DESCRIPTION OF THE TASK ::
Reproduce the forum thread below about MQ clusters and internal sequence numbers word for word, from start to finish.

GIVEN PASSAGE ::
ASG
IBM
Zystems
Cressida
Icon
Netflexity
 
  MQSeries.net
Search  Search       Tech Exchange      Education      Certifications      Library      Info Center      SupportPacs      LinkedIn  Search  Search                                                                   FAQ  FAQ   Usergroups  Usergroups
 
Register  ::  Log in Log in to check your private messages
 
RSS Feed - WebSphere MQ Support RSS Feed - Message Broker Support

MQSeries.net Forum Index » Clustering » MQ Clusters and internal sequence numbers

Post new topic  Reply to topic Goto page 1, 2  Next
 MQ Clusters and internal sequence numbers « View previous topic :: View next topic » 
Author Message
PeterPotkay
PostPosted: Mon Feb 18, 2019 5:28 pm    Post subject: MQ Clusters and internal sequence numbers Reply with quote

Poobah

Joined: 15 May 2001
Posts: 7717

This is a really good article if you are interested in how clusters work under the covers. It explains the internal sequence numbers the cluster uses.

MATERIAL SUPPLIED ::

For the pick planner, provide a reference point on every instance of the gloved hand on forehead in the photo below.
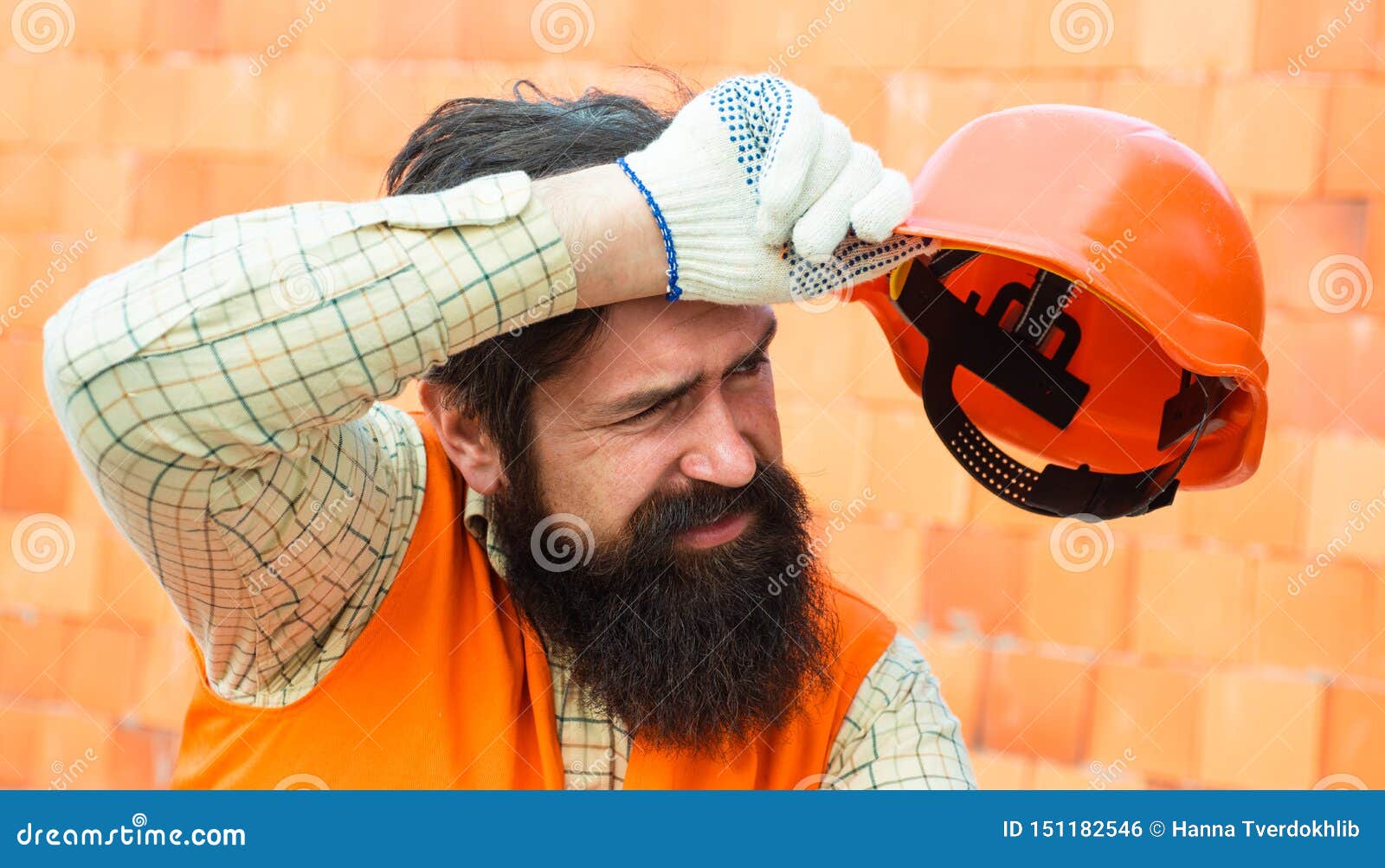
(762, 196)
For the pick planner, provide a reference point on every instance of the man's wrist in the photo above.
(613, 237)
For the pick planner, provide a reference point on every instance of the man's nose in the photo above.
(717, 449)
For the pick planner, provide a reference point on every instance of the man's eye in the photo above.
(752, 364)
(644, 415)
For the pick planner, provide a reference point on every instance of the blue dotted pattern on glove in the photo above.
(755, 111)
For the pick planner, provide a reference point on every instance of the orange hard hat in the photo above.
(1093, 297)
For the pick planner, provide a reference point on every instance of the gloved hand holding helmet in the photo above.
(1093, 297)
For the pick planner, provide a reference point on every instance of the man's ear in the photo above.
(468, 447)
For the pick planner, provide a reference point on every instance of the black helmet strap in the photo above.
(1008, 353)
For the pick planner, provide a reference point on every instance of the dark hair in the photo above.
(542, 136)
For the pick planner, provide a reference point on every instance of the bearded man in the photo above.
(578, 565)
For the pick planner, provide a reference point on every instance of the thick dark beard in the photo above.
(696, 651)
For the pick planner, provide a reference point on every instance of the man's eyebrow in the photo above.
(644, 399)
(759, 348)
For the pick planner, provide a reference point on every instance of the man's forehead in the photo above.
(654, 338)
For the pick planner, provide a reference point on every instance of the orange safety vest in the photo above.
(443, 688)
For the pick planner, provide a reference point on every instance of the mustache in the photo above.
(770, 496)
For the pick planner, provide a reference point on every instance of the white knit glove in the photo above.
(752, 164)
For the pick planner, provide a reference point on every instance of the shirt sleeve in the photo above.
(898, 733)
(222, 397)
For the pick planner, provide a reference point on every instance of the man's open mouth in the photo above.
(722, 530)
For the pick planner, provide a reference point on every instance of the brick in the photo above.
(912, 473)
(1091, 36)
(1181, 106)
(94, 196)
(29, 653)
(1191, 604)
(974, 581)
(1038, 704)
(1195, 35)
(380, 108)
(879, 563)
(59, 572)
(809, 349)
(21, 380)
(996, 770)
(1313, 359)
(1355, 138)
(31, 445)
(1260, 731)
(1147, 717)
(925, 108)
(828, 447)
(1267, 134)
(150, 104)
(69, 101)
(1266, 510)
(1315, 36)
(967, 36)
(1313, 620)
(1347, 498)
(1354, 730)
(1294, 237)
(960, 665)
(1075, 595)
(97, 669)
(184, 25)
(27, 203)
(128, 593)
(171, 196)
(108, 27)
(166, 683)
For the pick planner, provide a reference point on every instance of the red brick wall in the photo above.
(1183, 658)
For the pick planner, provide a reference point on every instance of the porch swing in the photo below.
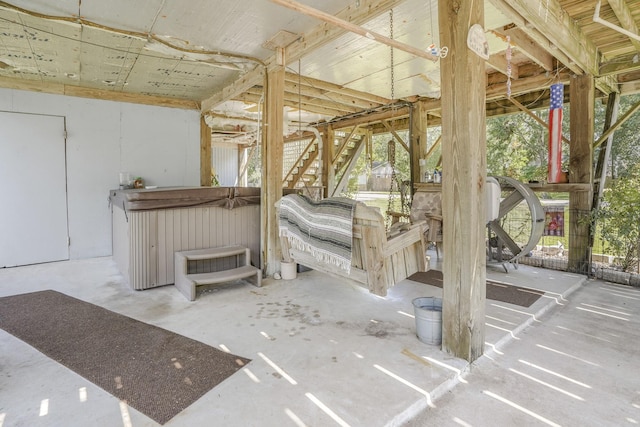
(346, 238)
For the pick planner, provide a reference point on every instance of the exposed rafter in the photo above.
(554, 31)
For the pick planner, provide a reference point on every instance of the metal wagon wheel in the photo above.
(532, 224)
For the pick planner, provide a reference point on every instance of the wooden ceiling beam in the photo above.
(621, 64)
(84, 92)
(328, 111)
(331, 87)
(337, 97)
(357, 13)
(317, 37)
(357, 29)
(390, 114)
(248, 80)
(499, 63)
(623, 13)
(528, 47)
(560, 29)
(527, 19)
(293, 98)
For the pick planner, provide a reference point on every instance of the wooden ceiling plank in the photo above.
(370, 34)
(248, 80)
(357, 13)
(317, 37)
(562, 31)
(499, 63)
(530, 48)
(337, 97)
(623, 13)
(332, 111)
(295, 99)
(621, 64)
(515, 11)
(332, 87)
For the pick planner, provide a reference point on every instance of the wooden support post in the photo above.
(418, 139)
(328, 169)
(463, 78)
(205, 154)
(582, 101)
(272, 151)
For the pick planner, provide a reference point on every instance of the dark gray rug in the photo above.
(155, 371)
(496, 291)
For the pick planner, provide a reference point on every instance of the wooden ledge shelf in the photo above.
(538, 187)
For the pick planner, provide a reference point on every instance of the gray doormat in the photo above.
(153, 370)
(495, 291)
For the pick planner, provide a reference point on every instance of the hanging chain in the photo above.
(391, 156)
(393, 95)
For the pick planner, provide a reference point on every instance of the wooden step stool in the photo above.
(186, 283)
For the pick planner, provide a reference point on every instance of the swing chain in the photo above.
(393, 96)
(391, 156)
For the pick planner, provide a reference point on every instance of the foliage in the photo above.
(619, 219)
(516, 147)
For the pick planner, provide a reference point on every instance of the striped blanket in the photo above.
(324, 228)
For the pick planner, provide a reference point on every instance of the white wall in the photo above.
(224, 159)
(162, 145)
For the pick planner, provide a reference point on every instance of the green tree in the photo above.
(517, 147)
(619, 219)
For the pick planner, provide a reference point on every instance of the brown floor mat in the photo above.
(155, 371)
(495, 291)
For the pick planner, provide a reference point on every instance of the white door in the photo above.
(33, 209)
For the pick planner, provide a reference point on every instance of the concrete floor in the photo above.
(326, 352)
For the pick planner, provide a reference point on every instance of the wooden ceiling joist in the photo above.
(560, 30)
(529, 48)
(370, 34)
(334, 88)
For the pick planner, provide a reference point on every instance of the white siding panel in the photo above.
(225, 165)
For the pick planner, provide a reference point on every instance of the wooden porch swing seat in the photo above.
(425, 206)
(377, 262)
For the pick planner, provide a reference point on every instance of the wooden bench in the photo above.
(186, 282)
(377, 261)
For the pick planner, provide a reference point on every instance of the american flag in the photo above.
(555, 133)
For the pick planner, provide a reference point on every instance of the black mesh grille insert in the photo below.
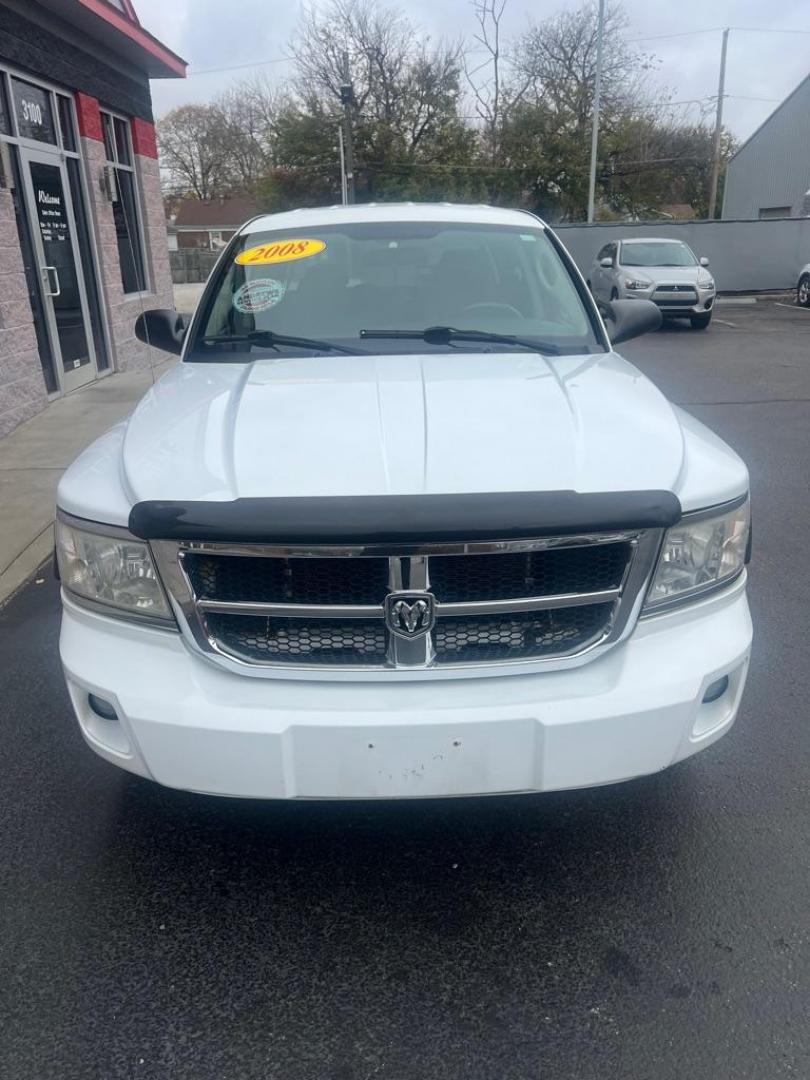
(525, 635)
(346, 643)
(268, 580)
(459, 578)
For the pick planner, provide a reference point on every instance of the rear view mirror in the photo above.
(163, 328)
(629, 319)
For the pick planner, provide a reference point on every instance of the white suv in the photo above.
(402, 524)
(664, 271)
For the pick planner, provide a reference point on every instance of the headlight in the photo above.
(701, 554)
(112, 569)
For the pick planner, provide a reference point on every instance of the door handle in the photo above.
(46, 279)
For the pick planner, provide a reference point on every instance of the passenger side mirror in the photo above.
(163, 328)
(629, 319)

--

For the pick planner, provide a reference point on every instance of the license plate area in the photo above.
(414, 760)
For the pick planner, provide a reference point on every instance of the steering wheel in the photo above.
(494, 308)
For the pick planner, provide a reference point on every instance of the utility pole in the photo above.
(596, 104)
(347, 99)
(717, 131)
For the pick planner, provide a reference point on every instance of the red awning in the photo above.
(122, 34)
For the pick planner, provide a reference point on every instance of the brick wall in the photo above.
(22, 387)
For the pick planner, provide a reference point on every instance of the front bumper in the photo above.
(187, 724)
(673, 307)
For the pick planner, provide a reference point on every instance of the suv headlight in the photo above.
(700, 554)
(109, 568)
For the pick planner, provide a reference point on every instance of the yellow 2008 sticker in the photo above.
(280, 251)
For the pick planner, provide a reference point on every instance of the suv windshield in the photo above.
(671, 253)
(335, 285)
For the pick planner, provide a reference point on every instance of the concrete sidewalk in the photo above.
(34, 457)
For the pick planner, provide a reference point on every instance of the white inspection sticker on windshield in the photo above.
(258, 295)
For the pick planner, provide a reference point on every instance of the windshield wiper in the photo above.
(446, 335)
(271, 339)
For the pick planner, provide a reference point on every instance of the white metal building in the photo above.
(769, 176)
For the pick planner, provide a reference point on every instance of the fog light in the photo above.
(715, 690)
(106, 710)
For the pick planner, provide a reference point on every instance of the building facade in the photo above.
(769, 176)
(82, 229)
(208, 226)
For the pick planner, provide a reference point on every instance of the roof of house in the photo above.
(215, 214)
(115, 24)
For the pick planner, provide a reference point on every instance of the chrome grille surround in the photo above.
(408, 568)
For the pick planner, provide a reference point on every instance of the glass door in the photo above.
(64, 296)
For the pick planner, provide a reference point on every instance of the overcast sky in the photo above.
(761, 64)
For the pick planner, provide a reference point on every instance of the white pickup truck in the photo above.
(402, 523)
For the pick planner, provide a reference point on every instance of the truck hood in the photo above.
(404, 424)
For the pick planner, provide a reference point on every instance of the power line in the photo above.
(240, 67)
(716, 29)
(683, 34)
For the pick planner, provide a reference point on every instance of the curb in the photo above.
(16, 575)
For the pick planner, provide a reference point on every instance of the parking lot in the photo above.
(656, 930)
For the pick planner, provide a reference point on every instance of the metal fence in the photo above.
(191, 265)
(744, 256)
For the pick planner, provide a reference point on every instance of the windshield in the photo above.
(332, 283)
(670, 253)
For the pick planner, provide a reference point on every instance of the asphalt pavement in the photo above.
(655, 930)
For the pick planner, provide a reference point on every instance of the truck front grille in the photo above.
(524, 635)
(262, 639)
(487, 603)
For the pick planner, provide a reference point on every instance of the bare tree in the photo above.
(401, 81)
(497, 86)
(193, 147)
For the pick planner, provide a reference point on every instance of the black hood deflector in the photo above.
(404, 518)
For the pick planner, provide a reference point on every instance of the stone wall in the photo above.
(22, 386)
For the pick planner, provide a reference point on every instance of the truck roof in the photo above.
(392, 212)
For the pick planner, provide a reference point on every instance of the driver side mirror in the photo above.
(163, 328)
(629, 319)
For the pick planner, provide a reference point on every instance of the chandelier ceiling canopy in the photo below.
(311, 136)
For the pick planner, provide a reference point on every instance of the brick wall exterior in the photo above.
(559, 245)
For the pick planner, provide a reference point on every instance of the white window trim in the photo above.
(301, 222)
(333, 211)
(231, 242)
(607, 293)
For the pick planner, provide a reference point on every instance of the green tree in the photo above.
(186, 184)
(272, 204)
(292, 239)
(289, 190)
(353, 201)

==

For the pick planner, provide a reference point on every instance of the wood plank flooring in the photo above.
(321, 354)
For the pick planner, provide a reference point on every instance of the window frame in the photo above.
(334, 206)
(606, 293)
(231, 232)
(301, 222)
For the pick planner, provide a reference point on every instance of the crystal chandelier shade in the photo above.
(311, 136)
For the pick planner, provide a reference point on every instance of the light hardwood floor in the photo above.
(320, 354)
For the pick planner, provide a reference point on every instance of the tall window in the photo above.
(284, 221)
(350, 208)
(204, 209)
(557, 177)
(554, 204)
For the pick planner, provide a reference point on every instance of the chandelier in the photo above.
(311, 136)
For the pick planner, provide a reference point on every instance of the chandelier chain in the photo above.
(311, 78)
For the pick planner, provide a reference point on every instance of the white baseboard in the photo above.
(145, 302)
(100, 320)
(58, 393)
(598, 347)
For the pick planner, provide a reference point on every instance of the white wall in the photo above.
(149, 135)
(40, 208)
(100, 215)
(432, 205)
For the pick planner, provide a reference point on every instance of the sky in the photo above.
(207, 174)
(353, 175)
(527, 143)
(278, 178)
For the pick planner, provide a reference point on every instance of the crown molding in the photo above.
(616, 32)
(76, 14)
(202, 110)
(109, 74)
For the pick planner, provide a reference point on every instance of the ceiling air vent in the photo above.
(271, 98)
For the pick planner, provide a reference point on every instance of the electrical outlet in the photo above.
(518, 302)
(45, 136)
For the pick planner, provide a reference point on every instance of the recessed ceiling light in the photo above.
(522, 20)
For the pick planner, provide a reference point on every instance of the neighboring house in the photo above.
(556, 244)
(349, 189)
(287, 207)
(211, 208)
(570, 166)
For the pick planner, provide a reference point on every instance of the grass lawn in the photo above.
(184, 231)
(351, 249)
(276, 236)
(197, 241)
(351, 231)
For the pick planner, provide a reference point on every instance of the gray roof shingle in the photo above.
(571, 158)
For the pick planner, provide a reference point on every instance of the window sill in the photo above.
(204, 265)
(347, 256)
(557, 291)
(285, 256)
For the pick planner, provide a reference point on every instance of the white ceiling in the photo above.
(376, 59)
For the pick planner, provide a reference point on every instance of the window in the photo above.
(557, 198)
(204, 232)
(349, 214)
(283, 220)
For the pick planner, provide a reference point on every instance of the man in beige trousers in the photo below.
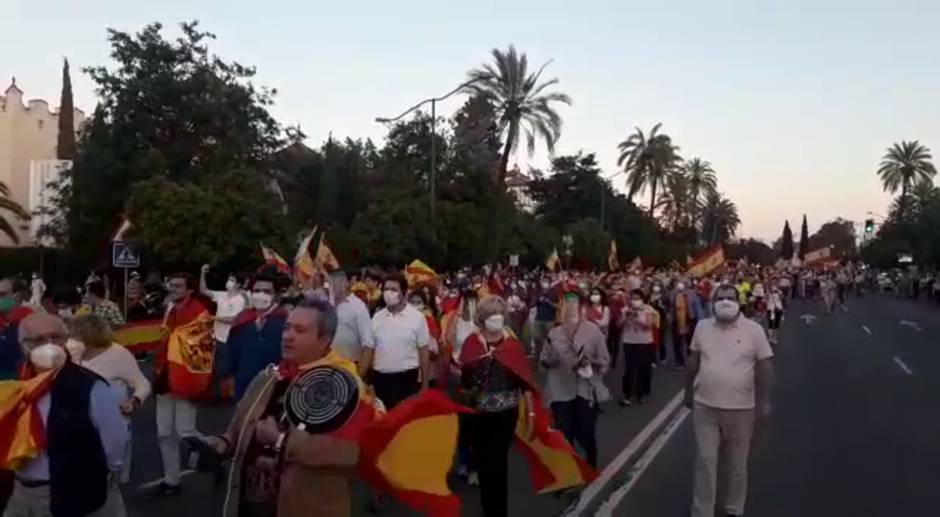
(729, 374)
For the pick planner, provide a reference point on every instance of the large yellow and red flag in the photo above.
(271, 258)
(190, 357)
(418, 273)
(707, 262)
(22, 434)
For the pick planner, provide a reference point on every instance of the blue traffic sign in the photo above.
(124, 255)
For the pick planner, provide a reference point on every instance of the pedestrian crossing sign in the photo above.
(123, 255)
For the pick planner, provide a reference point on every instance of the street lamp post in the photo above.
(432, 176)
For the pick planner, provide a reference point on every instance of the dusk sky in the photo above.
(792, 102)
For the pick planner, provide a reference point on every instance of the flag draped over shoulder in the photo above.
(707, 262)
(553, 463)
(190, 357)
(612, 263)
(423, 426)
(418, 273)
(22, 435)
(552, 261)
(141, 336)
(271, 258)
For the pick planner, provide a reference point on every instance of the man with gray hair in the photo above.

TASK RESULT ::
ASG
IBM
Zystems
Cressida
Icon
Netflexity
 
  MQSeries.net
Search  Search       Tech Exchange      Education      Certifications      Library      Info Center      SupportPacs      LinkedIn  Search  Search                                                                   FAQ  FAQ   Usergroups  Usergroups
 
Register  ::  Log in Log in to check your private messages
 
RSS Feed - WebSphere MQ Support RSS Feed - Message Broker Support

MQSeries.net Forum Index » Clustering » MQ Clusters and internal sequence numbers

Post new topic  Reply to topic Goto page 1, 2  Next
 MQ Clusters and internal sequence numbers « View previous topic :: View next topic » 
Author Message
PeterPotkay
PostPosted: Mon Feb 18, 2019 5:28 pm    Post subject: MQ Clusters and internal sequence numbers Reply with quote

Poobah

Joined: 15 May 2001
Posts: 7717

This is a really good article if you are interested in how clusters work under the covers. It explains the internal sequence numbers the cluster uses.